··· DOCUMENT SECTION

What is a woman?

[Posted to Medium 16th November 2019].

[This is the text of my talk from the Speak Up For Women NZ event Feminism 2020, held on the 15th of November 2019 at Parliament in Wellington. The video is here].

What is a woman? Is there a difference between being a woman and being female? If there is a difference, which one is feminism for? Which one – if either – should the law protect? Which one do we need data about? Is language like ‘pregnant people’, or ‘people who have experienced sexual assault’ inclusive, as we are often told, or exclusive, because it obscures the fact that more than half of all ‘people’ won’t experience these things?

I. Souls, natures, identities, and social roles

In her 1988 book Inessential Woman, Elizabeth Spelman argues that there’s some sense in which Plato was a feminist (despite the often derogatory comments about femininity scattered throughout his works). For Plato, it’s all about what kind of soul a person has. In the hierarchy of souls, there are ‘philosopher-kings’, who are at the top, then ‘auxiliaries’ (a kind of assistant), then ‘artisans/producers’ (next in the hierarchy), then, finally, slaves (at the bottom of the hierarchy). But because Plato insists on a dualism between the body and the soul, where the soul is a real, immaterial thing that transcends and outlasts the body, he thinks there’s no necessary connection between a certain type of body and a certain type of soul. So while we hear a lot today about ‘philosopher-kings’ in Plato’s worldview, he actually admits the possibility of ‘philosopher-queens’. This is the sense in which he was a feminist, at least for his time. You can’t know just from the fact that someone is female that they’re not at the top of the hierarchy. There can be manly souls encased in female bodies. Notice that if I had said ‘trapped in female bodies’ instead, we’d be right up to present gender theory with this 2,367 year-old text (Laws was written in 348 BCE).

Spelman also asks about Aristotle’s conception of woman. In Aristotle, people have ‘natures’ that make them either highly rational and fit to rule; a bit rational but mainly driven by bodily appetites and emotion, and so not fit to rule; or fit to serve / be ruled. The Aristotelian hierarchy goes: free men, free women, slaves. What is interesting is that feminist theory before Spelman had focused on the relationship between free men and free women to understand Aristotle’s conception of woman (which, you probably won’t be surprised to hear, was really quite sexist). Spelman argues that if we want to understand Aristotle’s conception of woman, we need to think about both free women and slave women. Working through this reveals something interesting: Aristotle makes an early version of the sex / gender distinction. Free women and slave women are both female, but only free women are “women” in his sense, and only free men are “men” in his sense. “Man” and “woman” (or their Greek equivalents) are being deployed as gender terms, that pick out a particular societal role only accessible to those marked as having superior (highly rational) natures. There are no gender roles between slaves; sex doesn’t matter. But there are between the ruling classes and their companions (the non-slaves). Unlike Plato, Aristotle didn’t think women were fit to rule; he thought women were across the board substantially less rational than men, but some of those women were fit to be companions to free men, to have their children and run their households (lucky them), while others of those women were fit to serve the ruling classes and their companions (alongside similarly positioned men).

······
··· DATASET ENTRIES

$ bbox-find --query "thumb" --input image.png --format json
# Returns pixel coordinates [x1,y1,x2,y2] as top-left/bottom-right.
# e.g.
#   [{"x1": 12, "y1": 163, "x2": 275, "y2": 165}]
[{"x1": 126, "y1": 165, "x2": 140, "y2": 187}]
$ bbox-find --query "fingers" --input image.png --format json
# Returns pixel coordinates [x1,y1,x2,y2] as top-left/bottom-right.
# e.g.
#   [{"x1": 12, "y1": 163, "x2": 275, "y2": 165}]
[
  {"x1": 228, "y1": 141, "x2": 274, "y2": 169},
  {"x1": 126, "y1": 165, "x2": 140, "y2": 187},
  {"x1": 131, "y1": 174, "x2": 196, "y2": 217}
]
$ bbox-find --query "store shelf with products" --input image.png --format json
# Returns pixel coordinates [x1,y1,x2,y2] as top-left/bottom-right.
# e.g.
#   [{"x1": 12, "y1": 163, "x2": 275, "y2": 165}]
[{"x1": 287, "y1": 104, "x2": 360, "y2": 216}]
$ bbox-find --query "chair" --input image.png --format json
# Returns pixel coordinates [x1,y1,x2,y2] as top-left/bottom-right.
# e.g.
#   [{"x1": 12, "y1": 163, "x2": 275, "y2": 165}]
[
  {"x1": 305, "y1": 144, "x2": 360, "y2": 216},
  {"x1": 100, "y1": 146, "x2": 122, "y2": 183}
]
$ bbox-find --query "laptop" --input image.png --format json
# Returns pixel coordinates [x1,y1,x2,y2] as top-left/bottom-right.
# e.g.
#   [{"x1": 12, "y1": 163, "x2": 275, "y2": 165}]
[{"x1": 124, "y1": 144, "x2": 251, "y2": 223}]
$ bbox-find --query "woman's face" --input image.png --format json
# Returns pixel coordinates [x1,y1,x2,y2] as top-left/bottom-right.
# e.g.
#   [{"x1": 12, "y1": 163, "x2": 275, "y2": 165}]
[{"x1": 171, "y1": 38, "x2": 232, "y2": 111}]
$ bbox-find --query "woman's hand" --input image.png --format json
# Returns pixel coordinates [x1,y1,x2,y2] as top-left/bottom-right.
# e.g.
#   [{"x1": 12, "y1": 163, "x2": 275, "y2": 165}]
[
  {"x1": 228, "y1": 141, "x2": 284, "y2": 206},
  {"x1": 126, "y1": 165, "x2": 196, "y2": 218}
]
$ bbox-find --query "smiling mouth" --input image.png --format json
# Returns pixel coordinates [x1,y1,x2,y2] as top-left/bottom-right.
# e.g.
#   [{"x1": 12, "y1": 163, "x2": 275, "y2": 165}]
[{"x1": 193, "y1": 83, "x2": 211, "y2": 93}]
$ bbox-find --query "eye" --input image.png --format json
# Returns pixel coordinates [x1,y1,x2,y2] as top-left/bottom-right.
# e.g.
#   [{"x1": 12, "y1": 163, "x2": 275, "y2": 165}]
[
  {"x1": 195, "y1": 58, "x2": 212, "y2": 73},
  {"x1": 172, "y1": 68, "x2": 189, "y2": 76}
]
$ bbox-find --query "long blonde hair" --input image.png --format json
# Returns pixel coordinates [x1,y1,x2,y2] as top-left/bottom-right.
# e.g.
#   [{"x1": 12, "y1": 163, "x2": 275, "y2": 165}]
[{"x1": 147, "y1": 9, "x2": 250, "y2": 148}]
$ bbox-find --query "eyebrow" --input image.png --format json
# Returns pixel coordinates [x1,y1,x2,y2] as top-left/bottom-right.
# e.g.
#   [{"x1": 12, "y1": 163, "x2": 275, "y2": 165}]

······

# TASKS
1. Repeat the passage of the talk starting at "[This is the" and ending at "experience these things?".
2. In the talk, what three ranks make up the Aristotelian hierarchy?
These lines have nothing to do with the talk.

# TASK-BY-TASK OUTPUTS
1.
[This is the text of my talk from the Speak Up For Women NZ event Feminism 2020, held on the 15th of November 2019 at Parliament in Wellington. The video is here].

What is a woman? Is there a difference between being a woman and being female? If there is a difference, which one is feminism for? Which one – if either – should the law protect? Which one do we need data about? Is language like ‘pregnant people’, or ‘people who have experienced sexual assault’ inclusive, as we are often told, or exclusive, because it obscures the fact that more than half of all ‘people’ won’t experience these things?

2. Free men, free women, and slaves.